* _Textauszug_:
┏━━

Jesus war ausgezeichnet mit schöpferischer Phantasie, großer Originalität und außergewöhnlicher Empathie. Er war und ist der außergewöhnlichste Mensch aller Zeiten, der für die Glaubwürdigkeit seiner Botschaft bewusst in den Tod ging. Martin Luther King war mit seinem Traum von der Gleichheit aller Menschen auf dem Weg Jesu. Auch Mahatma Gandhi, Nelson Mandela, Bertha von Suttner oder Albert Schweitzer waren mit ihrer Lehre von der Gewaltfreiheit Schüler Jesu. Er war das Vorbild dieser Vorbilder.

Weshalb können wir den jungen Mann aus Nazareth auch nach zweitausend Jahren nicht vergessen? Warum nicht seine Bergpredigt, die wirkmächtigste und kraftvollste Rede aller Zeiten? Was ist das Außergewöhnliche seiner Botschaft? Und vor allem: Was würde Jesus heute sagen, in einer Zeit, die wieder voller Gewalt und Krieg, voller Ungerechtigkeit und voller Umweltzerstörung ist?

Keine Frage hat mich in den letzten Jahrzehnten, in der Arbeit an meinen sechs bisher erschienenen Büchern über Jesus, mehr beschäftigt. Deshalb ging ich noch einmal an den See Genezareth, um ihn am Ort seines aufsehenerregenden Wirkens um ein Gespräch zu bitten. Ich wollte mich in ihn hineinversetzen und ihn fragen, was er uns heute sagen würde. Seine Zuhörer damals waren, so berichtet der Evangelist Matthäus, »verrückt« nach seiner Botschaft und zugleich »entsetzt« darüber. So hatte noch nie jemand zu ihnen gesprochen.

Und wir Heutigen?

Franz Alt

Baden-Baden, Februar 2018

*Jesu Muttersprache war Aramäisch, aber die Geschichten von Jesus in den vier Evangelien sind uns nur auf Griechisch überliefert. Alles, was wir über Jesus wissen, wurde erst zwei bis drei Generationen nach ihm mündlich überliefert, aufgeschrieben und danach in alle Sprachen der Welt übersetzt. Auch die Worte der Bergpredigt, so wie Sie sie in Ihrer Bibel zu Hause finden, sind erst zweihundertfünfzig Jahre nach Christus auf Griechisch zu Papier gebracht worden. Bedenkt man diese Entstehungsgeschichte, kann man sich gut vorstellen, was dabei herauskommen muss: Stimmen die Worte nicht, dann ist die ganze Botschaft falsch. Wenn Sie mehr über diese Übertragungsproblematik erfahren möchten, dann lesen Sie die Bücher des Theologen und exzellenten Aramäisch-Experten Günther Schwarz oder die von mir verfassten Bücher Was Jesus wirklich gesagt hat und Die 100 wichtigsten Worte Jesu.

┗━━

(Einträge aus einer Sammlung)
┏━━

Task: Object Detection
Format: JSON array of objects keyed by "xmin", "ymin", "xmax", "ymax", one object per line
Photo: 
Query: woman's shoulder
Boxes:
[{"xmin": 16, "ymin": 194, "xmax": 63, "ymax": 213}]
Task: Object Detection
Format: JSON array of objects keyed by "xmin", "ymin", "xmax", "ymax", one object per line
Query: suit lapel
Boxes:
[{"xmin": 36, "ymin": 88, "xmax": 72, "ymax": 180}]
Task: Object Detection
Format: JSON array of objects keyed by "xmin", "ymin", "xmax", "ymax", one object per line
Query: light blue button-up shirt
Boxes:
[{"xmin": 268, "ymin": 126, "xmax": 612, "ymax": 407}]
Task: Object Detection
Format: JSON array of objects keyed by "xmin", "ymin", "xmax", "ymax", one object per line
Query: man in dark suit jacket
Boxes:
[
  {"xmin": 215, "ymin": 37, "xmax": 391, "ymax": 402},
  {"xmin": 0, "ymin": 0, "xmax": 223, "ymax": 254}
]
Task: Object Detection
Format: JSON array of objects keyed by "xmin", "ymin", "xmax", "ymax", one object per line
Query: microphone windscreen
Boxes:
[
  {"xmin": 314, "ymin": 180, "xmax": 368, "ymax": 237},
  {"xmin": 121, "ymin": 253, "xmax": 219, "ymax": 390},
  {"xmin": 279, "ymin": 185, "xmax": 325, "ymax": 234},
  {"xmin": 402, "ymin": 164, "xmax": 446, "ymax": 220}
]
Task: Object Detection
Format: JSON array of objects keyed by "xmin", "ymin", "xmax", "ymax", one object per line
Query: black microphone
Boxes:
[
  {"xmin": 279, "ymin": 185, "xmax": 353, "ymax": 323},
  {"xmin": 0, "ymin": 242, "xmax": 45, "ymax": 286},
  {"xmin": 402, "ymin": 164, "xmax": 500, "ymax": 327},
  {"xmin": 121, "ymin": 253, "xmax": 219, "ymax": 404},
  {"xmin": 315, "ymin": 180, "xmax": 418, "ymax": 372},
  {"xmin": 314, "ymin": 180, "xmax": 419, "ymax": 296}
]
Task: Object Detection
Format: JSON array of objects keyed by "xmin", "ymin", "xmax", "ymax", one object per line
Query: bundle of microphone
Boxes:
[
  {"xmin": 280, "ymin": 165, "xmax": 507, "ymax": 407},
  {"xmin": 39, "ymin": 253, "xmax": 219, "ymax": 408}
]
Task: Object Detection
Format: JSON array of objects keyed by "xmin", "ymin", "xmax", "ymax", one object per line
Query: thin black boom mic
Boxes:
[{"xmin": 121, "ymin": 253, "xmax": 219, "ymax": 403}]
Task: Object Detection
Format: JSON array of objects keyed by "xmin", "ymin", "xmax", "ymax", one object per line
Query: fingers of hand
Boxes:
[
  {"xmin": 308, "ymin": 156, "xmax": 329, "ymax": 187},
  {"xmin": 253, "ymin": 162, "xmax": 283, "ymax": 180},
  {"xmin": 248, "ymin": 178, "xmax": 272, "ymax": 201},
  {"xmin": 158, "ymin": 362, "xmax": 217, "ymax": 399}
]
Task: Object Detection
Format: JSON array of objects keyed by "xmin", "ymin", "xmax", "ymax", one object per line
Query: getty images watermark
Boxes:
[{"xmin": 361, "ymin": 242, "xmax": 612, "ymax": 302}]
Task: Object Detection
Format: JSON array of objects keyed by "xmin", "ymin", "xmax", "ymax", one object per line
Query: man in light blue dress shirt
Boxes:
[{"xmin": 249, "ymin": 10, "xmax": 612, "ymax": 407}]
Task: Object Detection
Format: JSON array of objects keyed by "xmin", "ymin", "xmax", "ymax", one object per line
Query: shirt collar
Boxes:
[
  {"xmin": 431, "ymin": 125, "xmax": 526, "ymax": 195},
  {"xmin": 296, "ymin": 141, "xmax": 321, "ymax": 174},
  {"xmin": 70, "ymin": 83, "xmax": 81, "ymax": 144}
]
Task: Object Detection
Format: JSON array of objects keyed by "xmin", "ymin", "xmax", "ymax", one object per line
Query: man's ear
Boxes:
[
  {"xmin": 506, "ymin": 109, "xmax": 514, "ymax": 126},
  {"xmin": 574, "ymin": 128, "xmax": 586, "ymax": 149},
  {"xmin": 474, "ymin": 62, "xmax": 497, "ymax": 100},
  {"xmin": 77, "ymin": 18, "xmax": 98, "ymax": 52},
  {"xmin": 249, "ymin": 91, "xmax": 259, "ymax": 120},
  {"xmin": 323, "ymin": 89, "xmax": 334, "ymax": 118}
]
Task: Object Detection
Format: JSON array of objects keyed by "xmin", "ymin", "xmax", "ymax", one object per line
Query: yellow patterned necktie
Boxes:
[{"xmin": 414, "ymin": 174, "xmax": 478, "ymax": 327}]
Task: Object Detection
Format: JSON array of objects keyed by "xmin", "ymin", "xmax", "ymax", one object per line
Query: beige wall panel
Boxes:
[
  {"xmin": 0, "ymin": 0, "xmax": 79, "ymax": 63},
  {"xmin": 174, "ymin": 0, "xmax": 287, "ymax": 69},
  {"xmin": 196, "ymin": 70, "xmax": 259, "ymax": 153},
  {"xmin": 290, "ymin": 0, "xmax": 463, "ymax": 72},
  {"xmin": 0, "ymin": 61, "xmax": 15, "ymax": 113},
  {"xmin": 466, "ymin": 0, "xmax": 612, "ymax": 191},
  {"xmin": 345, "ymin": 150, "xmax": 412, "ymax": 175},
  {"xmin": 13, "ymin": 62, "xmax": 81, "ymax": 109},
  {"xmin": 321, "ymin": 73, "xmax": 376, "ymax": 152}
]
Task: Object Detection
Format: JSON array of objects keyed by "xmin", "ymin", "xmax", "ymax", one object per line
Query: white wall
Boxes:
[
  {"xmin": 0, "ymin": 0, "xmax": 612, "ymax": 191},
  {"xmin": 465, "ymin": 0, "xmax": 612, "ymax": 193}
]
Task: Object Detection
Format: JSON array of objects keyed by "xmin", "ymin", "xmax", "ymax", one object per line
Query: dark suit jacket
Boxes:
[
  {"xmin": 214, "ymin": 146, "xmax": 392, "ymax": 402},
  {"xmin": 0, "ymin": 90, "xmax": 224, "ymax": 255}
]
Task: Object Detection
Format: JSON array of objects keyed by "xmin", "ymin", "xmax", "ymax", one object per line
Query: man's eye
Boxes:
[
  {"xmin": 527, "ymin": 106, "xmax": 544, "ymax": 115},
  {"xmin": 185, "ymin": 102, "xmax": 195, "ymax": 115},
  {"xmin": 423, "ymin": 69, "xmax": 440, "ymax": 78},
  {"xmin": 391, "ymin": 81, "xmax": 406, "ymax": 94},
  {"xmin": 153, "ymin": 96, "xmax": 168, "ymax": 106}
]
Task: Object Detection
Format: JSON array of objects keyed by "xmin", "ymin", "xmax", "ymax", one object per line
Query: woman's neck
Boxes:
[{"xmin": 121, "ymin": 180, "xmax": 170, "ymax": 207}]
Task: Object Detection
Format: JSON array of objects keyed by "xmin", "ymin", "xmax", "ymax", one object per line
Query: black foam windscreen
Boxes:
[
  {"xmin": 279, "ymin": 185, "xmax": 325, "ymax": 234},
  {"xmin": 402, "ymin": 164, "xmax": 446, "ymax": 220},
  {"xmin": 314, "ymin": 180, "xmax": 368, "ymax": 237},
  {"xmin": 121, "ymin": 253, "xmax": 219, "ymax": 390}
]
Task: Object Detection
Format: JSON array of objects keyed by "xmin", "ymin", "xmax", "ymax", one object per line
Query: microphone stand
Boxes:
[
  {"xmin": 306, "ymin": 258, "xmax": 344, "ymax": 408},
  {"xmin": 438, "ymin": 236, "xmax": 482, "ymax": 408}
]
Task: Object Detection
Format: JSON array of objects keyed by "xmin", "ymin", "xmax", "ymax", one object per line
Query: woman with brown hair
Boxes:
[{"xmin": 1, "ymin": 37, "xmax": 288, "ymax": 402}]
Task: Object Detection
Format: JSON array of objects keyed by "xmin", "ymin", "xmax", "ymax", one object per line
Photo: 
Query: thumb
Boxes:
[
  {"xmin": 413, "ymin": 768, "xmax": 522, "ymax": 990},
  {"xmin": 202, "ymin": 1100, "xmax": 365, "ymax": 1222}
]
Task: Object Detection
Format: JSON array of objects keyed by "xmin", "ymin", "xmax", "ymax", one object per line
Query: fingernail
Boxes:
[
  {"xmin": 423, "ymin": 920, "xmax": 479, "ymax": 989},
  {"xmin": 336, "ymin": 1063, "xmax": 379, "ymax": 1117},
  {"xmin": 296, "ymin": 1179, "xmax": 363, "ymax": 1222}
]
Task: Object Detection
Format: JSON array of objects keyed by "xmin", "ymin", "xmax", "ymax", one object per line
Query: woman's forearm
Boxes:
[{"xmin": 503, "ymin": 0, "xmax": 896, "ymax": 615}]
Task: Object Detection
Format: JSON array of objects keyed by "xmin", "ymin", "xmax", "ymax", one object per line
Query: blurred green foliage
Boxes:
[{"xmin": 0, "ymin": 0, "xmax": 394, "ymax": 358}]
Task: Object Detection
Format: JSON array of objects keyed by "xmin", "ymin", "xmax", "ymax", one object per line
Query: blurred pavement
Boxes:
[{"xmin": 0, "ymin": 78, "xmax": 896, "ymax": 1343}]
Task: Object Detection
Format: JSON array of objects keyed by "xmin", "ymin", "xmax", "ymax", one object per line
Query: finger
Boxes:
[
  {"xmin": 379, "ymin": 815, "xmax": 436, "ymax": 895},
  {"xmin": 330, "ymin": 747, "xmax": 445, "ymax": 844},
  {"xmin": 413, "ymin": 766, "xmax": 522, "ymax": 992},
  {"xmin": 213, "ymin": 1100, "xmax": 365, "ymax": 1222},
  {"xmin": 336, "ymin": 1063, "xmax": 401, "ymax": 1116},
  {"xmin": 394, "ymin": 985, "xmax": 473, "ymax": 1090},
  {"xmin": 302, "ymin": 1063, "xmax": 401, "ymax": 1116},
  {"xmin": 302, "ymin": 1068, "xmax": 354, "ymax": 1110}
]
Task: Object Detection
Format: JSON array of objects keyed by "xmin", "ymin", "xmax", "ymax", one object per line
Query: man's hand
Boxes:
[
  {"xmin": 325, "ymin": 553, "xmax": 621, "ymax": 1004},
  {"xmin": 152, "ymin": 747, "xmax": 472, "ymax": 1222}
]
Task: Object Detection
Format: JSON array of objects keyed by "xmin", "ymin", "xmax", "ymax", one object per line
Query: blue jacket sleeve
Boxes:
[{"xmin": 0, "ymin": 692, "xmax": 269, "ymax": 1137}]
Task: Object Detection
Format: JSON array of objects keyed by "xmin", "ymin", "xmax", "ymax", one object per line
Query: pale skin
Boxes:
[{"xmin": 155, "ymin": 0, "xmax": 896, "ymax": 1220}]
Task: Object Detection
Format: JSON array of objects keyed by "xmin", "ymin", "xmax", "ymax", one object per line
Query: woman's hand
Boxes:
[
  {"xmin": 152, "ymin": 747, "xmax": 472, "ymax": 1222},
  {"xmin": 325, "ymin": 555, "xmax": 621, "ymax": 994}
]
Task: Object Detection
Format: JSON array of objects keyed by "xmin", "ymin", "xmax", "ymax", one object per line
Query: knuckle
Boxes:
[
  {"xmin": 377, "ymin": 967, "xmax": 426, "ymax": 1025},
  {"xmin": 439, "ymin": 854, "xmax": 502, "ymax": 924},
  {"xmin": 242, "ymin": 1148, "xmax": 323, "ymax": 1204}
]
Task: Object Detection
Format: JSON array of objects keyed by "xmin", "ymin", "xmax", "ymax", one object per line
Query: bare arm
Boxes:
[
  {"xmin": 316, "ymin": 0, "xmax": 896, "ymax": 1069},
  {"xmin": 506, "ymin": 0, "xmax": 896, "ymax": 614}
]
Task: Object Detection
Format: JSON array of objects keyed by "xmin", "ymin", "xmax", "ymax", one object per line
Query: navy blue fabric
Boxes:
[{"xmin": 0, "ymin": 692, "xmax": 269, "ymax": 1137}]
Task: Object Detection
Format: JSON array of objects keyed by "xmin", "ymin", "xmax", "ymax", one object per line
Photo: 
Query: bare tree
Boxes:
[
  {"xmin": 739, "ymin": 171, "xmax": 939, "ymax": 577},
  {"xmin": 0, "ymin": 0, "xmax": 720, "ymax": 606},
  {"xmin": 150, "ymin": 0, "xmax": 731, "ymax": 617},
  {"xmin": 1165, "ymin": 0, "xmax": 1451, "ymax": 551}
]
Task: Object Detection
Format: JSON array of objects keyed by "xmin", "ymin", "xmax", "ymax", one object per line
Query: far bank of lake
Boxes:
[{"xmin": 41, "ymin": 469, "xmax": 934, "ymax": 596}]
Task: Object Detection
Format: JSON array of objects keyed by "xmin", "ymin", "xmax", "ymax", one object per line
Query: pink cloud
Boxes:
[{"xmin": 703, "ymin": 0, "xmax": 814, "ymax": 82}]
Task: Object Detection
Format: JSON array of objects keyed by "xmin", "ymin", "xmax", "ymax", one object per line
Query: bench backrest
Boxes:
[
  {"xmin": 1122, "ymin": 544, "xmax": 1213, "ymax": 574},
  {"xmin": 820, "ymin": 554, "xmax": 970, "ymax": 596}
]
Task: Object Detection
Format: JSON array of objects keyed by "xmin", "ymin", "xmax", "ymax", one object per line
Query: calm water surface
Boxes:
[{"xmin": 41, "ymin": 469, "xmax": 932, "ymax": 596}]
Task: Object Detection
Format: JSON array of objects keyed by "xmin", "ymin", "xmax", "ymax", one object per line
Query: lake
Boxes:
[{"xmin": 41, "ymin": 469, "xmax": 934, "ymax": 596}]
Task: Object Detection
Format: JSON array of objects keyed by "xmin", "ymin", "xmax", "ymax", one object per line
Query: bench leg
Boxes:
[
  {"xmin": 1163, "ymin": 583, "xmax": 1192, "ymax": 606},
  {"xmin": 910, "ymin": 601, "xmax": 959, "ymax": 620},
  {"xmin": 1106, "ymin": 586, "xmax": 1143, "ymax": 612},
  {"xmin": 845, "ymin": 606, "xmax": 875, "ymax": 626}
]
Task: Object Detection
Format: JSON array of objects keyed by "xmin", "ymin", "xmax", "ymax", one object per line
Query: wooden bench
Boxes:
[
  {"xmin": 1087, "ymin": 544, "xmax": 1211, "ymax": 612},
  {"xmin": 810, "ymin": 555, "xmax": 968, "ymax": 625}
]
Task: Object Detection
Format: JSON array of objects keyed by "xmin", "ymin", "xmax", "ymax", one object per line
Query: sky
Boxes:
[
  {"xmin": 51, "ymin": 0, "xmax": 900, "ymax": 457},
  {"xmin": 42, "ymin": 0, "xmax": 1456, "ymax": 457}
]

┗━━

* _Gestellte Aufgabe_: Gib den Textauszug von „Keine Frage hat“ bis „Und wir Heutigen?“ erneut wieder und tausche dabei „Matthäus“ gegen „Lukas“ aus. Die Einträge sind eigenständiges Material und gehören nicht zum Textauszug.

* _Antwort_:
Keine Frage hat mich in den letzten Jahrzehnten, in der Arbeit an meinen sechs bisher erschienenen Büchern über Jesus, mehr beschäftigt. Deshalb ging ich noch einmal an den See Genezareth, um ihn am Ort seines aufsehenerregenden Wirkens um ein Gespräch zu bitten. Ich wollte mich in ihn hineinversetzen und ihn fragen, was er uns heute sagen würde. Seine Zuhörer damals waren, so berichtet der Evangelist Lukas, »verrückt« nach seiner Botschaft und zugleich »entsetzt« darüber. So hatte noch nie jemand zu ihnen gesprochen.

Und wir Heutigen?